**Data section:**
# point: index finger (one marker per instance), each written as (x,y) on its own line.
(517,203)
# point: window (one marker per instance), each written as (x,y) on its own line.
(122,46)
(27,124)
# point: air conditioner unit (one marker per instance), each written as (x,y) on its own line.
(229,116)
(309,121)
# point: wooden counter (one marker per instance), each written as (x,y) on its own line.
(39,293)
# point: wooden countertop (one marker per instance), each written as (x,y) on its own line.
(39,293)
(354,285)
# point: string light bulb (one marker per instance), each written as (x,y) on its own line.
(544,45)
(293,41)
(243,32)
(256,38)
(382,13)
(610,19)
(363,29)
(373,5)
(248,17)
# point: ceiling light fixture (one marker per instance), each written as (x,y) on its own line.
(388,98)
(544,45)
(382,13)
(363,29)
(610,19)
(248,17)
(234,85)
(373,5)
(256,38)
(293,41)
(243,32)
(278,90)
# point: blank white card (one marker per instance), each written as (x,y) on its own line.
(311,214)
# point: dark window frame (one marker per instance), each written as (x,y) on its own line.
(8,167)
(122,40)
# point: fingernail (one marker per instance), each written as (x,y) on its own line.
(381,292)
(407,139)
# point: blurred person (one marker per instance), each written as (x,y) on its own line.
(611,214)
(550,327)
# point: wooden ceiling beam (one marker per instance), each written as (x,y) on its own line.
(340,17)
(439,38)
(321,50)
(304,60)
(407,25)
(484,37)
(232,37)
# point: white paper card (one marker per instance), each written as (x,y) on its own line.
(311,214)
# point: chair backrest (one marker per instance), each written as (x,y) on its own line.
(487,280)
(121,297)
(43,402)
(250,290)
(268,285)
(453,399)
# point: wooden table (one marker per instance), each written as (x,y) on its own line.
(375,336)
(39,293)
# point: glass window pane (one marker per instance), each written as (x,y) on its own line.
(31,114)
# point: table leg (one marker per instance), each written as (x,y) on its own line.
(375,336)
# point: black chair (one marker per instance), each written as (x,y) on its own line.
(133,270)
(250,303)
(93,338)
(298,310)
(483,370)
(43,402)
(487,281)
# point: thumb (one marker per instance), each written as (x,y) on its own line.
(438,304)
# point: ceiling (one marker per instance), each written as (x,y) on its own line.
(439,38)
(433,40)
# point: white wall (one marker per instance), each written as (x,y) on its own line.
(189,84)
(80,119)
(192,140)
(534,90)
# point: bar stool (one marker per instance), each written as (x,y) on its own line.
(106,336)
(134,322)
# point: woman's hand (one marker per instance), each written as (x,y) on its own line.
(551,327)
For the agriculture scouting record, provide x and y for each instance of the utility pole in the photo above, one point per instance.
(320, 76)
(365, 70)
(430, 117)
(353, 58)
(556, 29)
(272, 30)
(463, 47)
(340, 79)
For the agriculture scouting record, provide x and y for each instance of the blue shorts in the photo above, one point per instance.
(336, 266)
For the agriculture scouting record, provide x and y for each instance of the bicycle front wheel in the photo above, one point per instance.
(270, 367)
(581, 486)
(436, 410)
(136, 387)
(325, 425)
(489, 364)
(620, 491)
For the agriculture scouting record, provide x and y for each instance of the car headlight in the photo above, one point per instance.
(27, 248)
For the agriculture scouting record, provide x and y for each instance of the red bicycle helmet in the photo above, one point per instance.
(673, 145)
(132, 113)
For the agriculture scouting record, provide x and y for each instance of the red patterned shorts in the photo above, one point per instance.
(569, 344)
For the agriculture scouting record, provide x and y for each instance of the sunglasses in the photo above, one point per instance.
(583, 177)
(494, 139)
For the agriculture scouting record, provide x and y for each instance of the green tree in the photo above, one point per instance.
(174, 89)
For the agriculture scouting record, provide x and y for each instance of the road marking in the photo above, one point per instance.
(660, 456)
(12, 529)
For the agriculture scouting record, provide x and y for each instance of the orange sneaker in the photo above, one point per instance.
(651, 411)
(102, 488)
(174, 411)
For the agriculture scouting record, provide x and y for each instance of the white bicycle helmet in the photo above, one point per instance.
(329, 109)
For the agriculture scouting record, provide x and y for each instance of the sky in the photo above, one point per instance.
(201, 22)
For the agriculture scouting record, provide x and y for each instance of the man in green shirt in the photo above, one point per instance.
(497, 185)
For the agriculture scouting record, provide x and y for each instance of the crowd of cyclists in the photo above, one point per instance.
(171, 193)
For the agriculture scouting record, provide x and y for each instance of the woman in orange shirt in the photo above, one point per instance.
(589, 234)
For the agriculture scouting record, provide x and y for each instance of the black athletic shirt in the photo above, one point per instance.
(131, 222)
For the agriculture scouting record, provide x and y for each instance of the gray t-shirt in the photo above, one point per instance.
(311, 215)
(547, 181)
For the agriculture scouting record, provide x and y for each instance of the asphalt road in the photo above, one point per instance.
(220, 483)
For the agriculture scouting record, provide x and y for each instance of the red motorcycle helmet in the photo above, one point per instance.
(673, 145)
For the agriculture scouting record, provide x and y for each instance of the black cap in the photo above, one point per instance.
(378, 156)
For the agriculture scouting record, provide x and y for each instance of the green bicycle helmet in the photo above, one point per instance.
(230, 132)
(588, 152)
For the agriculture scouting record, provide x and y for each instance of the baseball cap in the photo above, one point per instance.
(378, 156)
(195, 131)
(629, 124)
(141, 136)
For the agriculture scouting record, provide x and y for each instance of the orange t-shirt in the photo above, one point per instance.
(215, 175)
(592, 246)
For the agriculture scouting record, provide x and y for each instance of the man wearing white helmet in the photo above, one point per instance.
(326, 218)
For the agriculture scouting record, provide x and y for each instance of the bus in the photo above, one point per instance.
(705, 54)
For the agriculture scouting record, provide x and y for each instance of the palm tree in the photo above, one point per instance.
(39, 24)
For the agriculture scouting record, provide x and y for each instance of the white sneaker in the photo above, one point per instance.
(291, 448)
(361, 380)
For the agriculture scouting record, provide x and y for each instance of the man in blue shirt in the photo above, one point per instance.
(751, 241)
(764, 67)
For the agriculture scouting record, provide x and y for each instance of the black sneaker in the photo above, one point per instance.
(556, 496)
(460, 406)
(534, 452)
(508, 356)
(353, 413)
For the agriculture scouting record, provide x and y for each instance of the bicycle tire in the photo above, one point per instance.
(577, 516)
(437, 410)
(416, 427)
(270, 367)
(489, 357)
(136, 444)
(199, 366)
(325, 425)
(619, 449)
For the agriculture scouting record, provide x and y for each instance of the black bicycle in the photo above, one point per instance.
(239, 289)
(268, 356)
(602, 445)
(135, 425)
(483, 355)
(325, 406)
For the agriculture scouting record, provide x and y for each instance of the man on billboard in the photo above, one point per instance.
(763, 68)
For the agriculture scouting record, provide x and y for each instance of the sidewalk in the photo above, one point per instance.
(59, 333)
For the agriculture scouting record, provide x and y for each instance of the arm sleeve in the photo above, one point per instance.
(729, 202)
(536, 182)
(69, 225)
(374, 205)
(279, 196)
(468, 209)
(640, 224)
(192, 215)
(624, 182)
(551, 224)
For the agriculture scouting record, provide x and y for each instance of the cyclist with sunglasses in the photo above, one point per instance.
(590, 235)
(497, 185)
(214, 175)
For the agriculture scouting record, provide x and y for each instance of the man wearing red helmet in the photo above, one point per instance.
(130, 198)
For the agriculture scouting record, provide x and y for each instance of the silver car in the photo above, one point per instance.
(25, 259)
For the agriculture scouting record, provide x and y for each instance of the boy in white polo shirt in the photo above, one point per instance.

**Assigned task:** The material shown above must be written out again in full, exactly as it reads.

**Exercise result:**
# point: index finger (one marker per instance), each written as (x,y) on its own line.
(517,203)
# point: window (one marker per instance), each written as (x,y) on its own line.
(122,46)
(27,124)
# point: air conditioner unit (one marker per instance), each written as (x,y) on its own line.
(229,116)
(309,121)
# point: wooden counter (one marker per instance), each written as (x,y) on its own line.
(39,293)
# point: wooden countertop (one marker per instance), each written as (x,y) on its own line.
(39,293)
(354,285)
# point: string light bulb (one marker per instance), each written as (x,y) on its own line.
(544,45)
(293,41)
(243,32)
(256,38)
(382,13)
(610,19)
(363,29)
(373,5)
(248,17)
# point: ceiling light fixture (one marker per instance), each written as (x,y) on its own line.
(388,98)
(544,45)
(382,13)
(363,29)
(610,19)
(248,17)
(234,85)
(373,5)
(256,38)
(293,41)
(243,32)
(278,90)
# point: blank white card (one marker per instance), each written as (x,y) on its own line.
(311,214)
# point: dark window frame (one marker per instance), each written as (x,y) on its own line.
(8,167)
(122,40)
# point: fingernail (one marker per instance), each written as (x,y) on its own line.
(381,292)
(407,139)
# point: blurred person (one marker per instance), each written as (x,y) on its own line.
(611,214)
(550,327)
# point: wooden ceiling beam (one marker per instance), each written as (x,y) on its own line.
(340,17)
(439,38)
(321,50)
(304,60)
(407,25)
(484,37)
(232,37)
# point: white paper card (one marker per instance), each written as (x,y) on its own line.
(311,214)
# point: chair backrest (one marker per instance), each written as (x,y) on its own line.
(487,280)
(121,297)
(43,402)
(250,290)
(268,285)
(453,399)
# point: wooden table (one marker per instance), each written as (x,y) on its own line.
(375,336)
(39,293)
# point: glass window pane (one marker per instance), each written as (x,y) on its own line.
(31,114)
# point: table leg (one marker per instance), each written as (x,y) on its own line.
(375,336)
# point: black chair (one marker per instance), each written as (x,y) on its own line.
(133,270)
(250,303)
(93,338)
(298,310)
(483,370)
(43,402)
(487,281)
# point: thumb (one marker per instance), each written as (x,y) on its own line.
(438,304)
# point: ceiling (one marker per instance), each written as (x,y) on its own line.
(439,38)
(433,40)
# point: white wall (one marker per instance), each written as (x,y) on its own line.
(189,84)
(80,119)
(192,140)
(534,90)
# point: bar stool (one marker per instance), each written as (x,y) on its own line.
(106,336)
(134,322)
# point: woman's hand (one marker per instance), each written as (x,y) on its own line.
(551,327)
For the agriculture scouting record, provide x and y for each instance of the utility pole in the photo above, one point per instance.
(320, 76)
(365, 70)
(430, 117)
(353, 58)
(556, 29)
(272, 30)
(463, 47)
(340, 79)
For the agriculture scouting record, provide x and y for each instance of the blue shorts in the photo above, one point per instance.
(336, 266)
For the agriculture scouting record, provide x and y for each instance of the bicycle front wheel in the photo above, one point per instance.
(270, 367)
(581, 486)
(436, 410)
(136, 387)
(325, 425)
(489, 364)
(620, 491)
For the agriculture scouting record, provide x and y for each instance of the car headlight in the photo above, one point per instance.
(27, 248)
For the agriculture scouting record, provide x and y for each instance of the red bicycle helmet in the photo above, one point per instance.
(673, 145)
(132, 113)
For the agriculture scouting record, provide x and y for each instance of the red patterned shorts in the photo above, one point per instance.
(569, 344)
For the agriculture scouting record, provide x and y for each instance of the sunglasses in the photo above, one point per instance.
(583, 177)
(494, 139)
For the agriculture scouting record, provide x and y for each instance of the green tree in the photo above, one point per instance.
(174, 89)
For the agriculture scouting record, provide x and y for each instance of the road marking in the photo above, one point per instance.
(660, 456)
(12, 529)
For the agriculture scouting record, provide x and y for each instance of the orange sneaker in the photo above, one point per instance.
(651, 411)
(102, 488)
(174, 411)
For the agriculture scouting record, provide x and y for each instance of the white bicycle helmet in the photo above, one point per instance.
(329, 109)
For the agriculture scouting record, provide x and y for each instance of the sky in the photo above, one point per instance.
(201, 22)
For the agriculture scouting record, provide x and y for each instance of the man in green shirt in the photo above, one point per instance.
(497, 185)
For the agriculture scouting record, provide x and y for each instance of the crowd of cyclists in the photo above, one point per instance.
(171, 193)
For the agriculture scouting record, provide x and y for each instance of the woman in orange shirt in the photo above, one point per instance.
(589, 234)
For the agriculture scouting record, provide x and y for each instance of the black athletic shirt in the photo above, one point per instance.
(131, 222)
For the agriculture scouting record, provide x and y for each instance of the gray t-shirt in the photo above, one point per instance.
(311, 215)
(547, 181)
For the agriculture scouting record, provide x and y for each instance of the asphalt road in the photo above, one point per instance.
(220, 483)
For the agriculture scouting record, provide x and y for each instance of the red motorcycle helmet in the photo above, one point per instance.
(673, 145)
For the agriculture scouting record, provide x and y for each instance of the black cap in the photo above, one point per instance.
(378, 156)
For the agriculture scouting record, provide x and y for each instance of the green bicycle helmet in the photo above, one point per instance.
(230, 132)
(588, 152)
For the agriculture scouting record, provide x and y for each instance of the baseball cap in the photo above, one point per instance.
(378, 156)
(195, 131)
(629, 124)
(141, 136)
For the agriculture scouting record, provide x and y for each instance of the orange t-shirt in the photo above, one point per instance.
(215, 175)
(592, 246)
For the agriculture scouting record, provide x and y for each instance of the man wearing white helmet in the photo above, one point per instance.
(326, 218)
For the agriculture scouting record, provide x and y for each instance of the bus in the photo above, one point per instance.
(705, 54)
For the agriculture scouting record, provide x and y for each instance of the palm tree in the photo above, one point per instance.
(39, 24)
For the agriculture scouting record, provide x and y for each instance of the white sneaker in the photo above, one point per instance.
(291, 448)
(361, 380)
For the agriculture scouting record, provide x and y for each instance of the man in blue shirt in the photo above, one point per instance.
(751, 241)
(764, 67)
For the agriculture scouting record, provide x and y for each instance of the black sneaker in the photo above, one point per instance.
(556, 496)
(460, 406)
(534, 452)
(508, 356)
(353, 413)
For the agriculture scouting record, provide x and y for each instance of the bicycle tire in the photo above, one point per instance.
(577, 516)
(437, 410)
(416, 427)
(270, 367)
(489, 357)
(136, 444)
(199, 366)
(325, 425)
(619, 449)
For the agriculture scouting record, provide x and y for each instance of the black bicycle in the photo above, one point per instance.
(239, 289)
(268, 356)
(602, 445)
(135, 425)
(483, 355)
(325, 406)
For the agriculture scouting record, provide x and y for each instance of the man on billboard in the photo above, one point per instance.
(763, 68)
For the agriculture scouting record, provide x and y for each instance of the sidewalk in the photo above, one point per instance.
(59, 333)
For the agriculture scouting record, provide x and y for each instance of the arm sleeve in the photo above, one point per instance.
(729, 202)
(536, 182)
(69, 225)
(374, 205)
(279, 196)
(468, 209)
(640, 224)
(192, 215)
(624, 182)
(551, 224)
For the agriculture scouting record, provide x and y for each instance of the cyclist with sunglasses in the photo above, one point per instance.
(590, 235)
(497, 185)
(214, 175)
For the agriculture scouting record, provide x and y for each instance of the man wearing red helmet in the photo above, one point per instance.
(130, 198)
For the agriculture scouting record, provide x and y for each instance of the silver car in the photo above, one point per instance.
(25, 259)
For the agriculture scouting record, provide x and y for each instance of the boy in white polo shirt in the photo above, one point per instance.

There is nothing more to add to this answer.